Written instruction 1: Recast lines of the listing below as a Markdown table with the columns Row and Line, giving each row a number and omitting blank lines. Begin at the line that has "Isolate the whitewashed wall in this image.", stop after the line that has "[0,535,160,684]", and include only those lines.

Quoted text:
***

DEV Community

loading...
Cover image for Predict which Scooby Doo monsters 👻 are REAL with a tuned decision tree model

Predict which Scooby Doo monsters 👻 are REAL with a tuned decision tree model

Julia Silge
I’m an international keynote speaker and real-world practitioner focused on data analysis and machine learning. I love making beautiful charts, the statistical programming language R, and Jane Austen.
Originally published at juliasilge.com on ・5 min read

This is the latest in my series of screencasts demonstrating how to use the tidymodels packages, from just getting started to tuning more complex models. Today’s screencast walks through how to train and evalute a random forest model, with this week’s #TidyTuesday dataset on Scooby Doo episodes. 👻

Here is the code I used in the video, for those who prefer reading instead of or in addition to video.

Explore data

Our modeling goal is to predict which Scooby Doo monsters are real and which are not, based on other characteristics of the episode.

library(tidyverse)
scooby_raw <- read_csv("https://raw.githubusercontent.com/rfordatascience/tidytuesday/master/data/2021/2021-07-13/scoobydoo.csv")

scooby_raw %>%
  filter(monster_amount > 0) %>%
  count(monster_real)


## # A tibble: 2 x 2
## monster_real n
## <chr> <int>
## 1 FALSE 404
## 2 TRUE 112

Enter fullscreen mode Exit fullscreen mode

Most monsters are not real!

How did the number of real vs. fake monsters change over the decades?

scooby_raw %>%
  filter(monster_amount > 0) %>%
  count(
    year_aired = 10 * ((lubridate::year(date_aired) + 1) %/% 10),
    monster_real
  ) %>%
  mutate(year_aired = factor(year_aired)) %>%
  ggplot(aes(year_aired, n, fill = monster_real)) +
  geom_col(position = position_dodge(preserve = "single"), alpha = 0.8) +
  labs(x = "Date aired", y = "Monsters per decade", fill = "Real monster?")

Enter fullscreen mode Exit fullscreen mode

How are these different episodes rated on IMDB?

scooby_raw %>%
  filter(monster_amount > 0) %>%
  mutate(imdb = parse_number(imdb)) %>%
  ggplot(aes(imdb, after_stat(density), fill = monster_real)) +
  geom_histogram(position = "identity", alpha = 0.5) +
  labs(x = "IMDB rating", y = "Density", fill = "Real monster?")

Enter fullscreen mode Exit fullscreen mode

It looks like there are some meaningful relationships there that we can use for modeling, but they are not linear so a decision tree may be a good fit.

***

Written instruction 2: Continue the tutorial above on predicting real Scooby Doo monsters, starting after its last sentence.

***

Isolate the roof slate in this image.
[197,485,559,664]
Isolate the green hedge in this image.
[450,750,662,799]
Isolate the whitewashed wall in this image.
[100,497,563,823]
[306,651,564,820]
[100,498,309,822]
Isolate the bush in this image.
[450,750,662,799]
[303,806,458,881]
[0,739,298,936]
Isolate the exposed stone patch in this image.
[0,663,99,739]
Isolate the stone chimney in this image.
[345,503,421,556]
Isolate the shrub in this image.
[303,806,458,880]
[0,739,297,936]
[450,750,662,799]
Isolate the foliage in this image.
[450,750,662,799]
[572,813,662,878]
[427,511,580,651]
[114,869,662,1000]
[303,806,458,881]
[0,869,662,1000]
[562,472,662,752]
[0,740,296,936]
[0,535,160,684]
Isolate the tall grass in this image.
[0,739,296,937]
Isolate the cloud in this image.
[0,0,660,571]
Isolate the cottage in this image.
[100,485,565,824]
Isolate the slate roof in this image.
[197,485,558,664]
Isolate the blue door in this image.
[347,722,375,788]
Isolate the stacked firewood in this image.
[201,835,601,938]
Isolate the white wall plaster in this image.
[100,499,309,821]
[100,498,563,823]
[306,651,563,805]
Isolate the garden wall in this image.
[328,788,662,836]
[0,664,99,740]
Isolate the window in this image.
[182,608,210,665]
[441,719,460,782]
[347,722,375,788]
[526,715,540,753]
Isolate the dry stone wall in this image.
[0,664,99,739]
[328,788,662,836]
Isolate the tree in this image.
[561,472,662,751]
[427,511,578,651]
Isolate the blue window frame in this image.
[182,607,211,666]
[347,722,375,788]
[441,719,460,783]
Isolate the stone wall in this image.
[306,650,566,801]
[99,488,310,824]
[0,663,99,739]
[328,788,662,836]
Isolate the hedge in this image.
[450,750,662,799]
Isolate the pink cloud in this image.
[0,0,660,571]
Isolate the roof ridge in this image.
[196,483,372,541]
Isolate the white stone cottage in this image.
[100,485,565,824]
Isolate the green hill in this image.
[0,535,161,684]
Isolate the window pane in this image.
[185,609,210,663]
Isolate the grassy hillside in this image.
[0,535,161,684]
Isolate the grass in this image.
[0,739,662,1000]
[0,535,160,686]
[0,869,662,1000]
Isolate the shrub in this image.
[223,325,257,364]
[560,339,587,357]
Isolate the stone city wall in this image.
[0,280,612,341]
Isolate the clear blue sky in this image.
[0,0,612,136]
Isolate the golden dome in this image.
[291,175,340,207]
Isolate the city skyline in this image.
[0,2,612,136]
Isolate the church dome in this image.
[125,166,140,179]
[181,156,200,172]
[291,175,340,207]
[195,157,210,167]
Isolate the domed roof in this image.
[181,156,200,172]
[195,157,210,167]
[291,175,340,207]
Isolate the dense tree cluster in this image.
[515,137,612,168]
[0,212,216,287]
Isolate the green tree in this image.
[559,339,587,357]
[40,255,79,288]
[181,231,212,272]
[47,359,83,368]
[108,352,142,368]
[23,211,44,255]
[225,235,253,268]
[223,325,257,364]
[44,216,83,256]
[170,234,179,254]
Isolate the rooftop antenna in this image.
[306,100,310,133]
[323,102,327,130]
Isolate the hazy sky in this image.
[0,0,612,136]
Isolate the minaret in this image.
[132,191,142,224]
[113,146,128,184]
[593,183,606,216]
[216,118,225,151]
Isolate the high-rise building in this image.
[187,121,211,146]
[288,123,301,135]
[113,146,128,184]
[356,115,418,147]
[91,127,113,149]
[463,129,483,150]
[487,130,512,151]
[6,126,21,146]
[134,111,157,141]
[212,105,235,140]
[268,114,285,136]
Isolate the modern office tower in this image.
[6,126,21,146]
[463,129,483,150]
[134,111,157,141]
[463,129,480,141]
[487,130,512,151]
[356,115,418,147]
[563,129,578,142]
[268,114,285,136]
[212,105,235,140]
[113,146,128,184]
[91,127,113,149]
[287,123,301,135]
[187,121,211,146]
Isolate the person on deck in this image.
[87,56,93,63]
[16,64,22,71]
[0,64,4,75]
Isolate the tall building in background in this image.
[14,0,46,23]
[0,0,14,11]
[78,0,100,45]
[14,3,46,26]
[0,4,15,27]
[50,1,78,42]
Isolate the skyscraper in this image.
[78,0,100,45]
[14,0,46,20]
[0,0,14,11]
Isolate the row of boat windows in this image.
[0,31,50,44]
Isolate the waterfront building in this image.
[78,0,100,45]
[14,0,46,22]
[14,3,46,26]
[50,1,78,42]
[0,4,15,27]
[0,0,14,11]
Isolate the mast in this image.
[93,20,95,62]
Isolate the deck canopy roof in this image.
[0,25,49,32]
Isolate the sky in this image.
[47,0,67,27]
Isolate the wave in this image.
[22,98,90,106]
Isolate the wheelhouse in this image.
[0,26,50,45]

***

Task output 1:
| Row | Line |
|---|---|
| 1 | Isolate the whitewashed wall in this image. |
| 2 | [100,497,563,823] |
| 3 | [306,651,564,820] |
| 4 | [100,498,309,822] |
| 5 | Isolate the bush in this image. |
| 6 | [450,750,662,799] |
| 7 | [303,806,458,881] |
| 8 | [0,739,298,936] |
| 9 | Isolate the exposed stone patch in this image. |
| 10 | [0,663,99,739] |
| 11 | Isolate the stone chimney in this image. |
| 12 | [345,503,421,556] |
| 13 | Isolate the shrub in this image. |
| 14 | [303,806,458,880] |
| 15 | [0,739,297,936] |
| 16 | [450,750,662,799] |
| 17 | Isolate the foliage in this image. |
| 18 | [450,750,662,799] |
| 19 | [572,813,662,878] |
| 20 | [427,511,580,651] |
| 21 | [114,869,662,1000] |
| 22 | [303,806,458,881] |
| 23 | [0,869,662,1000] |
| 24 | [562,472,662,752] |
| 25 | [0,740,296,936] |
| 26 | [0,535,160,684] |

Task output 2:
Build and tune a model

Let’s start our modeling by setting up our “data budget.” We’re only going to use the year each episode was aired and the episode rating.

library(tidymodels)

set.seed(123)
scooby_split <- scooby_raw %>%
  mutate(
    imdb = parse_number(imdb),
    year_aired = lubridate::year(date_aired)
  ) %>%
  filter(monster_amount > 0, !is.na(imdb)) %>%
  mutate(
    monster_real = case_when(
      monster_real == "FALSE" ~ "fake",
      TRUE ~ "real"
    ),
    monster_real = factor(monster_real)
  ) %>%
  select(year_aired, imdb, monster_real, title) %>%
  initial_split(strata = monster_real)
scooby_train <- training(scooby_split)
scooby_test <- testing(scooby_split)

set.seed(234)
scooby_folds <- bootstraps(scooby_train, strata = monster_real)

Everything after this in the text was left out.